▶ THINGS TO DO
A - Write out the part of the thread on fast file output from "You can use" up to and including "to the disc.".
B - Say whether each statement agrees with the thread on fast file output, answering yes or no and quoting the deciding words of the thread: (i) A complete profile of the application is needed before choosing an approach. (ii) With a memory-mapped file, the OS/kernel syncs the pages to disk. (iii) Binary data takes up more space on the disc than ascii.

▶ PAGE TEXT

The fastest way is what is fastest for your particular application running on its typical target OS and hardware. The only sensible thing to do do is to try several approaches and time them. You probably don't need a complete profile, and the exercise should only take a few hours. I would test, in this order:
normal C++ stream I/O
normal stream I/O using ostream::write()
use of the C I/O library
use of system calls such as write()
asynch I/O
And I would stop when I found a solution that was fast enough.
Text format means it's for human consumption. The speed at which humans can read is far, far lower than the speed of any reasonable output method. There's a contradiction somewhere. I suspect the "output must be text format".
Therefore, I beleive the correct was is to output binary, and provide a separate viewer to convert individual entries to readable text. Formatting in the viewer need only be as fast as people can read.
Mapping the file to memory (i.e. using a Memory Mapped File) then just memcopy-ing data there is a really fast way of reading/writing.
You can use several threads/cores to write to the data, and the OS/kernel will sync the pages to disk, using the same kind of routines used for virtual memory, which one can expect to be optimized to hell and back, more or less.
Chiefly, there should be few extra copies/buffers in memory when doing this. The writes are caught by interrupts and added to the disk queue once a page has been written.
Open the file in binary mode, and write "unformatted" data to the disc.
fstream myFile;
...
myFile.open ("mydata.bin", ios:: in | ios::out | ios::binary);
...
class Data {
int key;
double value;
char[10] desc;
};
Data x;
myFile.seekp (location1);
myFile.write ((char*)&x, sizeof (Data));
EDIT: The OP added the "Output data needs to be in text format, whether tab or comma separated." constraint.
If your application is CPU bound, the formatting of output is an overhead that you do not need. Binary data is much faster to write and read than ascii, is smaller on the disc (e.g. there are fewer total bytes written with binary than with ascii), and because it is smaller it is faster to move around a network (including a network mounted file system). All indicators point to binary as a good overall optimization.

▶ EXTRACTED MATERIAL
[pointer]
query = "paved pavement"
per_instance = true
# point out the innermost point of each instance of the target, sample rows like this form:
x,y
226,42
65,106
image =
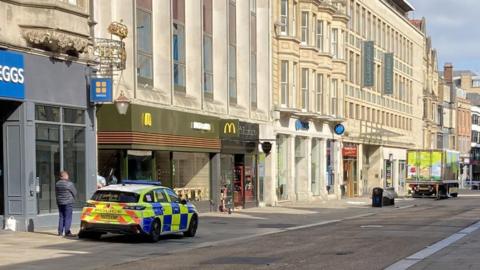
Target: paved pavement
x,y
45,250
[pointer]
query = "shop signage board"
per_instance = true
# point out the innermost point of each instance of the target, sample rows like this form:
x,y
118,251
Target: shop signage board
x,y
349,150
12,76
201,126
368,64
229,128
100,90
339,129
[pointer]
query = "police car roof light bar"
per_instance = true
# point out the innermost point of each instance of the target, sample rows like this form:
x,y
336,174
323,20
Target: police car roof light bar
x,y
141,182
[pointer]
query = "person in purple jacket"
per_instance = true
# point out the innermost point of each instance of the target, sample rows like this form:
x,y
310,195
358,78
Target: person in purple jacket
x,y
65,193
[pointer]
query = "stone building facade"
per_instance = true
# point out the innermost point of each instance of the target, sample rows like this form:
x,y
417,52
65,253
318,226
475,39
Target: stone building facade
x,y
383,94
47,122
199,71
308,78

▶ RESPONSES PER TASK
A -
You can use several threads/cores to write to the data, and the OS/kernel will sync the pages to disk, using the same kind of routines used for virtual memory, which one can expect to be optimized to hell and back, more or less.
Chiefly, there should be few extra copies/buffers in memory when doing this. The writes are caught by interrupts and added to the disk queue once a page has been written.
Open the file in binary mode, and write "unformatted" data to the disc.

B -
(i) No: "You probably don't need a complete profile"
(ii) Yes: "the OS/kernel will sync the pages to disk"
(iii) No: "is smaller on the disc"